Our communities and mayor’s offices can be connected in a more cost-effective network than via the internet.

Most people in civic jobs know what to do and how to do it. Researching the internet for better ways is for after hours: home-owners are fixing potholes because it does not happen any other way. ‘Public Works’ knows what to do, but does not do it. Apart from how questionable “meeting culture” is in the first place, service delivery is about doing more and talking less.

Enter A2 Oberon.

A2 Oberon

I am concerned with safety and a Calvinistic drive to get actual work done. By February this year, 6,000 government facilities and 32,000 Wi-Fi hotspots, including “gap” municipalities in the Eastern Cape and Limpopo, will, as far as I know, be connected, mostly by fibre. It should change everything, if it is allowed to.3. Oberon was designed to be network-aware from its start, meaning that inter-municipal emails on acountry-wide Wide Area Network will be perceived as instant. We do not need the internet for email.

DATA SUPPLIED.
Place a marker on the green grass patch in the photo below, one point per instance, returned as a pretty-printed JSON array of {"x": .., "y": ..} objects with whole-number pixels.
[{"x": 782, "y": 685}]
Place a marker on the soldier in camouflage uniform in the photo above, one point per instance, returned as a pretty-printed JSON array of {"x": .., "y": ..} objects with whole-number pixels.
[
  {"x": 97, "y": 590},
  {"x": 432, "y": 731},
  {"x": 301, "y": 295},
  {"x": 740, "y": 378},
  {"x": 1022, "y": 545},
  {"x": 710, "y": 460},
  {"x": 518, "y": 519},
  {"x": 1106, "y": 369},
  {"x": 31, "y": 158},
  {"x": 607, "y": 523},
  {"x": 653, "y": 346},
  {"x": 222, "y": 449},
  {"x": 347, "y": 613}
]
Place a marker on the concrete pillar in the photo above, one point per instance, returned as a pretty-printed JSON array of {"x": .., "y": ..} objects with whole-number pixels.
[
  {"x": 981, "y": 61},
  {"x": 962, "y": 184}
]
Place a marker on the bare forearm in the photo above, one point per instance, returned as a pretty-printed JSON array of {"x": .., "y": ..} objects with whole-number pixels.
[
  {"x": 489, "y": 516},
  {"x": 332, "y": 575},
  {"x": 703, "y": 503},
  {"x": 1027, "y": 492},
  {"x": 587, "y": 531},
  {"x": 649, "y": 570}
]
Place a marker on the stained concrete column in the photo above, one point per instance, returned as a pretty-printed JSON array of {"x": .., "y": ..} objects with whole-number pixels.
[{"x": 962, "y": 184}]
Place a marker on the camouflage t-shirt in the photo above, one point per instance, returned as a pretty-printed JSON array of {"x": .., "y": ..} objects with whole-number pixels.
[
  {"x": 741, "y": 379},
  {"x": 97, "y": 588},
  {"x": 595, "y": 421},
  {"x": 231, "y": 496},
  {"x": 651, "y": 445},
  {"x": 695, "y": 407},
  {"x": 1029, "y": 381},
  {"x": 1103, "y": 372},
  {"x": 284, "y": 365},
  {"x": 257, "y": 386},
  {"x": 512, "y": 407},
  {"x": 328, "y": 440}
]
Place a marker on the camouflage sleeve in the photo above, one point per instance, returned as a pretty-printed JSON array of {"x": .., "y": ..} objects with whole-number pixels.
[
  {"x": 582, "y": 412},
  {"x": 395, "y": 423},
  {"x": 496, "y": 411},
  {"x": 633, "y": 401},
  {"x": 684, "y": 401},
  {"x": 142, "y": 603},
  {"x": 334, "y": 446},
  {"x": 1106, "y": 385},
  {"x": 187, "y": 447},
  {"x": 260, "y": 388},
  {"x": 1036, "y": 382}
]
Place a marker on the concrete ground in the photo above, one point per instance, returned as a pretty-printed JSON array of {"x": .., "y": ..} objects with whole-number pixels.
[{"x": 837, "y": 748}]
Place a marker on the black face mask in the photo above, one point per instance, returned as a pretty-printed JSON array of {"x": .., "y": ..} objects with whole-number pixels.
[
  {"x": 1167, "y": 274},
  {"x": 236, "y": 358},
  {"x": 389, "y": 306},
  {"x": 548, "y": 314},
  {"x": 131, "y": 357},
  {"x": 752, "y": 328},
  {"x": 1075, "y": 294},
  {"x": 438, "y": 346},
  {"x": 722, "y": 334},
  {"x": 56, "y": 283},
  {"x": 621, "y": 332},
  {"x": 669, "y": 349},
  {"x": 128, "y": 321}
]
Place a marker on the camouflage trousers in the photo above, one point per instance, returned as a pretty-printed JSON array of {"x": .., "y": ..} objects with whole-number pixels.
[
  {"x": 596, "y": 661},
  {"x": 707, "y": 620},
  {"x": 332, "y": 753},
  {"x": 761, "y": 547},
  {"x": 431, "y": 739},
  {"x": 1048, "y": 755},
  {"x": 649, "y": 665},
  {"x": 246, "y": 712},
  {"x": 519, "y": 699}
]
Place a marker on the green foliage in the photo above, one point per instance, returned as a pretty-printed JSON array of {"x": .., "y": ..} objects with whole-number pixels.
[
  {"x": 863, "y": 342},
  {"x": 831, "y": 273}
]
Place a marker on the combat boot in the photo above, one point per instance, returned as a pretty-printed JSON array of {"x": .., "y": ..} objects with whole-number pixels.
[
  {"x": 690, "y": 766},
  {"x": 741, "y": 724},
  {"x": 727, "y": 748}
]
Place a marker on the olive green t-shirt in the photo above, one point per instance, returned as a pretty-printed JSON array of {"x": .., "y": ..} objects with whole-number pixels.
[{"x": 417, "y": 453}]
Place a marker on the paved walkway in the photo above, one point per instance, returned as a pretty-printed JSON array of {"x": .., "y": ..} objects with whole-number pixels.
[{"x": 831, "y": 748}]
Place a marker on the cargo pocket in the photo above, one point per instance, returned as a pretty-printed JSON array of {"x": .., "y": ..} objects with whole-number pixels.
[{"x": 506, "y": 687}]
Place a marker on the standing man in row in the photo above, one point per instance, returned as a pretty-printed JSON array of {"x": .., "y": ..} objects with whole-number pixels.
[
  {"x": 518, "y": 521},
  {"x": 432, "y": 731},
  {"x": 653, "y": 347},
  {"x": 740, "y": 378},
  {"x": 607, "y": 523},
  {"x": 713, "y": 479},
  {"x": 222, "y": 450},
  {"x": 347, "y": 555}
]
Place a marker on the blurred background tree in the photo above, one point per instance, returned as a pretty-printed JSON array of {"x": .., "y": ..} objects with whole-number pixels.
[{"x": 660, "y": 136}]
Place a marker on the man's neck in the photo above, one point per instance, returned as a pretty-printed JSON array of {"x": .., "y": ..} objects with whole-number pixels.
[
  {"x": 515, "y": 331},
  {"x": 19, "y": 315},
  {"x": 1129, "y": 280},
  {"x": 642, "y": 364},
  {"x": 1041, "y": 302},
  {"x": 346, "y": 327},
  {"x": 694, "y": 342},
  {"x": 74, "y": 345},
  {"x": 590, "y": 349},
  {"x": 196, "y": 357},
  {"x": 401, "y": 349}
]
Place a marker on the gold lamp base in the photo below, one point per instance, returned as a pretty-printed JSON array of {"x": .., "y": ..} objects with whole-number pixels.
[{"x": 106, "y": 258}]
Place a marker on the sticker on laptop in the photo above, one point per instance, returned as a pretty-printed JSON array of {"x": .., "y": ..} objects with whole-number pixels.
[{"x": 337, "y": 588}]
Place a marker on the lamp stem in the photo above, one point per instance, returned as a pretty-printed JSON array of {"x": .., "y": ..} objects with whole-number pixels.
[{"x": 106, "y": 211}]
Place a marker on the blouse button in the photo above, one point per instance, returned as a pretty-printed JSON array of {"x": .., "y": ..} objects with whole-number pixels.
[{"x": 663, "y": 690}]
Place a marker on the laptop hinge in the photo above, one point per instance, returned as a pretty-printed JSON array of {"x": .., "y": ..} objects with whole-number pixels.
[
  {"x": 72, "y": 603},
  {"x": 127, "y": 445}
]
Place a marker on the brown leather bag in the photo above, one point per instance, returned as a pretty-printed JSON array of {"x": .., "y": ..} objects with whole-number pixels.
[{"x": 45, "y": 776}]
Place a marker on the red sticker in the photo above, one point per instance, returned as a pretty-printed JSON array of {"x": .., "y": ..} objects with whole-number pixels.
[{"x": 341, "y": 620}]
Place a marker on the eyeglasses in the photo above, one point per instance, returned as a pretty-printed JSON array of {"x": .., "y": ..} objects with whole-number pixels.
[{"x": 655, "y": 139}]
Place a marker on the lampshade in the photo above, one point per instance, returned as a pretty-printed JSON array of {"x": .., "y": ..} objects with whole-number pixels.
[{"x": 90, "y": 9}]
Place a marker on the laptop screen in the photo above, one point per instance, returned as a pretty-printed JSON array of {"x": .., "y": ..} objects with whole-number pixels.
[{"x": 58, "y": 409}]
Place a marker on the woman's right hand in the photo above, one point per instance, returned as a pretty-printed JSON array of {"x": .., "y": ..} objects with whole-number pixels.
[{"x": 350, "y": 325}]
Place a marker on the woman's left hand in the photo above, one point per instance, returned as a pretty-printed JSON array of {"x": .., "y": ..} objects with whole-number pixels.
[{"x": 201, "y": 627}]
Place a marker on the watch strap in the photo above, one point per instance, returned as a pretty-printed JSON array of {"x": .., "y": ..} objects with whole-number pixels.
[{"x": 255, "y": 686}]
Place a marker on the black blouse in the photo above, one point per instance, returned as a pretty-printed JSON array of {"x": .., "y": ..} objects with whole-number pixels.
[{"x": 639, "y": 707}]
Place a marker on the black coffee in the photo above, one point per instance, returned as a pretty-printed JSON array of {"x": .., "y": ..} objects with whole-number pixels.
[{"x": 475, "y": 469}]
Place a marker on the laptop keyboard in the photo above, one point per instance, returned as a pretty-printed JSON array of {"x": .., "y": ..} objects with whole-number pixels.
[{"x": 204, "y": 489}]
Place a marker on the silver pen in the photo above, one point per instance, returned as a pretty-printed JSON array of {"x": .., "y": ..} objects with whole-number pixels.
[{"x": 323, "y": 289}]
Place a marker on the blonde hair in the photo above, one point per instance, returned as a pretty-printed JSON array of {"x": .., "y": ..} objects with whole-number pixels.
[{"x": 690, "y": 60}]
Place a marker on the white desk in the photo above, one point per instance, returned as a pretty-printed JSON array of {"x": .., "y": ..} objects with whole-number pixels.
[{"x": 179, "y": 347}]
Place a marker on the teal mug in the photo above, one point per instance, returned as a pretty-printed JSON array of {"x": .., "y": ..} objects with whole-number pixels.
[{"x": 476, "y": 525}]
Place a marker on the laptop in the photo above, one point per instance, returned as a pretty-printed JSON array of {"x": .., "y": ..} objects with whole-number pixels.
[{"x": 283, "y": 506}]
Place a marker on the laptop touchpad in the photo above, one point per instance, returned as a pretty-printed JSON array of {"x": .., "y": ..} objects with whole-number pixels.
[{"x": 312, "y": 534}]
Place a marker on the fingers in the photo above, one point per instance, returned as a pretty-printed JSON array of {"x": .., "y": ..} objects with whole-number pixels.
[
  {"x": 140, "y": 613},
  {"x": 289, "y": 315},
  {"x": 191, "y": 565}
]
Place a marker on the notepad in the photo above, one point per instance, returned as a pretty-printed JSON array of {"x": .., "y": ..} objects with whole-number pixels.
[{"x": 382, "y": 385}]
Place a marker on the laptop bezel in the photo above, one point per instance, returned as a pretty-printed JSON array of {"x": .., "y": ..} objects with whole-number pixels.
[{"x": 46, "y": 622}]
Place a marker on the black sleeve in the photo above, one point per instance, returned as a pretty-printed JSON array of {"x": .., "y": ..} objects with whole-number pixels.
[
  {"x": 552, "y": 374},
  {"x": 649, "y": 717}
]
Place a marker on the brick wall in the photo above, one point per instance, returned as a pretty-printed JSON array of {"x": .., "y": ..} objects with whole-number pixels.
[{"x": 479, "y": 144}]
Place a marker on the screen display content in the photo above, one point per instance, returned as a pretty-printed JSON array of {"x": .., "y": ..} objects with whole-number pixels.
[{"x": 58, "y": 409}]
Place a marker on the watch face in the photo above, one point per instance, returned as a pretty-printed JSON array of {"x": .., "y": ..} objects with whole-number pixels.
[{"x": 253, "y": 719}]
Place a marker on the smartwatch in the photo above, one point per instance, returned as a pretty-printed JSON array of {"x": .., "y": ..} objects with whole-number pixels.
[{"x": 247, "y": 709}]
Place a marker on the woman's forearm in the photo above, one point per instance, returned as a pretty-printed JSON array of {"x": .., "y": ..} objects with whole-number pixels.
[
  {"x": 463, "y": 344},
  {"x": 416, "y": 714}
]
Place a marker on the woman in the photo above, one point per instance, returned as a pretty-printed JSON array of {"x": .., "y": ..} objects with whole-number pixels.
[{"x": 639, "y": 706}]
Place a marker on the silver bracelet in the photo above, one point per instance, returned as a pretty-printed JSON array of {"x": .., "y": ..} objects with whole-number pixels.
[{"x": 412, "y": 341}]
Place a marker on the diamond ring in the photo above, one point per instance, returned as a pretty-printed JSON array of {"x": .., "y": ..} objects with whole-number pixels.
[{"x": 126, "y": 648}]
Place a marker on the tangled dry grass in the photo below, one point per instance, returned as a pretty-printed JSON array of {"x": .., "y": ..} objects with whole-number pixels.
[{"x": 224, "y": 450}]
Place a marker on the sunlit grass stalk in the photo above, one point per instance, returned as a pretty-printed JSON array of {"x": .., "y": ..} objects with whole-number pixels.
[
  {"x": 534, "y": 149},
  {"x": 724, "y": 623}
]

WRITTEN PROBLEM. In the text about networking municipal offices, how many Wi-Fi hotspots are expected to be connected by February?

ANSWER IN FULL. 32,000 Wi-Fi hotspots